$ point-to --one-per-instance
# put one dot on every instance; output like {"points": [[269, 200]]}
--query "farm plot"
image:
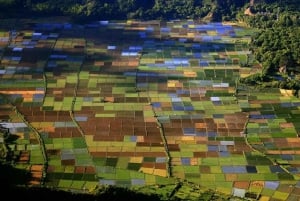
{"points": [[143, 103]]}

YOUR INSTRUCTIONS
Transcribe the rows above line for line, without altering any characters, and leave the pictures out of the transcription.

RESPONSE FOR THIS EXERCISE
$ point-to --one-per-instance
# put one dot on every instance; output like {"points": [[269, 200]]}
--query "farm plot"
image:
{"points": [[143, 103]]}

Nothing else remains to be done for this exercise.